RECORDED DATA:
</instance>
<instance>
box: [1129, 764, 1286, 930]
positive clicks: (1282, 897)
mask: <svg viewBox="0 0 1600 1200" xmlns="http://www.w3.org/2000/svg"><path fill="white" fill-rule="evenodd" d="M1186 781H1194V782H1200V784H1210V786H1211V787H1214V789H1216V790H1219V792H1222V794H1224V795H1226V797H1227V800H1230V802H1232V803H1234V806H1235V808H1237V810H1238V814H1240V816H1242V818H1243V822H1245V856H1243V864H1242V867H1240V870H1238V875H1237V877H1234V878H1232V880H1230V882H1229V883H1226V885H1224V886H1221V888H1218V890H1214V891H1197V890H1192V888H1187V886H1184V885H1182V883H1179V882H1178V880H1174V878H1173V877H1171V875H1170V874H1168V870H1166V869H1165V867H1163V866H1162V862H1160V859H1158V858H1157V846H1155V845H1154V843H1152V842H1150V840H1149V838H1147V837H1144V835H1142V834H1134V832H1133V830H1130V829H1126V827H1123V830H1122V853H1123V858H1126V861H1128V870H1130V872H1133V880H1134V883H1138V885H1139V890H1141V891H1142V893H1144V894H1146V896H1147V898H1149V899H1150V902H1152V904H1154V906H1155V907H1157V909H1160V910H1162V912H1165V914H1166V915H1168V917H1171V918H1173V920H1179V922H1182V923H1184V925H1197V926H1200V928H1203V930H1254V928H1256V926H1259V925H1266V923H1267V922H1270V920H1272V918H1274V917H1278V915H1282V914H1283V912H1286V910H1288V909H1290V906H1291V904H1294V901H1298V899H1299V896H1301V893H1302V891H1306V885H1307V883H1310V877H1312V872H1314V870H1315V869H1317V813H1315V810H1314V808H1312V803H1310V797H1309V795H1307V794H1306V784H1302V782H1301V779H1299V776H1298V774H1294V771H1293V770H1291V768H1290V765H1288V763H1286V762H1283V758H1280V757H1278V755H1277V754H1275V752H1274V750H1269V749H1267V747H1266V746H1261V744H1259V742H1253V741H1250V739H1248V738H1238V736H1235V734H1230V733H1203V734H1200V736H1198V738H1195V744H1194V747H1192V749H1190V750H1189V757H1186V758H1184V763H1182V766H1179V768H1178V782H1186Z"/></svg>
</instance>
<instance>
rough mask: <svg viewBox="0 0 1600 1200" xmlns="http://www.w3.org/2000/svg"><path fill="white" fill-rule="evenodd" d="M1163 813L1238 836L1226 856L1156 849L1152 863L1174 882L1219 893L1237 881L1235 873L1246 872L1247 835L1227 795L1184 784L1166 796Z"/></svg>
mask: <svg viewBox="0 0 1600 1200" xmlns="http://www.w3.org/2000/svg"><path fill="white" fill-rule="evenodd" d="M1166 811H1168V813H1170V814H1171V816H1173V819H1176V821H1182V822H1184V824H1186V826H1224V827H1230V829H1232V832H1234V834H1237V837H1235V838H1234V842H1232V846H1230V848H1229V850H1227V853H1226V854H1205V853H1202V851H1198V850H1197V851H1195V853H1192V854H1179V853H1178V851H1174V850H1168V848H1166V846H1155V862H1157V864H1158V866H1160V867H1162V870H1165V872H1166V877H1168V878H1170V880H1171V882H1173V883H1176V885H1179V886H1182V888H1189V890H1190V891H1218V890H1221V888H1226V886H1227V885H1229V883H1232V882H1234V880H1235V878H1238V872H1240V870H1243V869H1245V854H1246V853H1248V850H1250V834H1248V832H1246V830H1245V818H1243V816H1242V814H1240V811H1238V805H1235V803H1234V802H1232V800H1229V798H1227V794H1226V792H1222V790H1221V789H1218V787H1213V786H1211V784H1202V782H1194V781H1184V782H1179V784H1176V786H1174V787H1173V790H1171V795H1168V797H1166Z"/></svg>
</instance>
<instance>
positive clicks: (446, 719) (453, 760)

TO-DO ITEM: Please write out all of the records above again, line for line, without changing anything.

RESULT OF THIS EXERCISE:
</instance>
<instance>
box: [1129, 764, 1286, 930]
positive clicks: (1282, 897)
mask: <svg viewBox="0 0 1600 1200" xmlns="http://www.w3.org/2000/svg"><path fill="white" fill-rule="evenodd" d="M1186 781H1194V782H1200V784H1210V786H1211V787H1214V789H1216V790H1219V792H1222V794H1224V795H1226V797H1227V800H1230V802H1232V803H1234V806H1235V808H1237V810H1238V814H1240V816H1242V818H1243V822H1245V856H1243V864H1242V867H1240V870H1238V875H1237V877H1234V878H1232V880H1230V882H1229V883H1226V885H1224V886H1221V888H1218V890H1214V891H1197V890H1192V888H1187V886H1184V885H1182V883H1179V882H1178V880H1174V878H1173V877H1171V875H1170V874H1168V870H1166V869H1165V867H1163V866H1162V862H1160V859H1158V858H1157V846H1155V845H1154V843H1152V842H1150V840H1149V838H1147V837H1144V835H1142V834H1134V832H1133V830H1130V829H1126V827H1123V830H1122V853H1123V858H1126V861H1128V870H1130V872H1133V880H1134V883H1138V885H1139V890H1141V891H1142V893H1144V894H1146V896H1147V898H1149V899H1150V902H1152V904H1154V906H1155V907H1157V909H1160V910H1162V912H1165V914H1166V915H1168V917H1171V918H1173V920H1179V922H1182V923H1184V925H1197V926H1200V928H1203V930H1254V928H1256V926H1259V925H1266V923H1267V922H1270V920H1272V918H1274V917H1278V915H1282V914H1283V912H1286V910H1288V909H1290V906H1291V904H1294V901H1298V899H1299V896H1301V893H1302V891H1306V885H1307V883H1310V877H1312V872H1314V870H1315V869H1317V813H1315V810H1314V808H1312V803H1310V797H1309V795H1307V794H1306V784H1302V782H1301V779H1299V776H1298V774H1294V771H1293V770H1291V768H1290V765H1288V763H1286V762H1283V758H1280V757H1278V755H1277V754H1275V752H1274V750H1269V749H1267V747H1266V746H1261V744H1259V742H1253V741H1250V739H1248V738H1238V736H1235V734H1230V733H1203V734H1200V736H1198V738H1195V744H1194V747H1192V749H1190V750H1189V757H1186V758H1184V763H1182V766H1179V768H1178V782H1186Z"/></svg>
</instance>
<instance>
rough mask: <svg viewBox="0 0 1600 1200" xmlns="http://www.w3.org/2000/svg"><path fill="white" fill-rule="evenodd" d="M1163 813L1238 836L1226 856L1156 849L1152 863L1174 882L1219 893L1237 881L1235 873L1246 872L1247 835L1227 795L1184 784L1166 796Z"/></svg>
mask: <svg viewBox="0 0 1600 1200" xmlns="http://www.w3.org/2000/svg"><path fill="white" fill-rule="evenodd" d="M1166 811H1168V813H1170V814H1171V816H1173V819H1176V821H1182V822H1184V824H1186V826H1224V827H1230V829H1232V832H1234V834H1237V837H1235V838H1234V842H1232V846H1230V848H1229V850H1227V853H1226V854H1205V853H1202V851H1198V850H1197V851H1195V853H1192V854H1179V853H1178V851H1174V850H1168V848H1166V846H1155V862H1157V864H1158V866H1160V867H1162V870H1165V872H1166V877H1168V878H1170V880H1171V882H1173V883H1176V885H1179V886H1182V888H1189V890H1190V891H1218V890H1221V888H1226V886H1227V885H1229V883H1232V882H1234V880H1235V878H1238V872H1240V870H1243V869H1245V854H1246V853H1248V850H1250V834H1248V832H1246V830H1245V818H1243V816H1242V814H1240V811H1238V805H1235V803H1234V802H1232V800H1229V798H1227V794H1226V792H1222V790H1221V789H1218V787H1213V786H1211V784H1202V782H1194V781H1184V782H1179V784H1176V786H1174V787H1173V790H1171V795H1168V797H1166Z"/></svg>
</instance>
<instance>
positive clicks: (446, 719) (453, 760)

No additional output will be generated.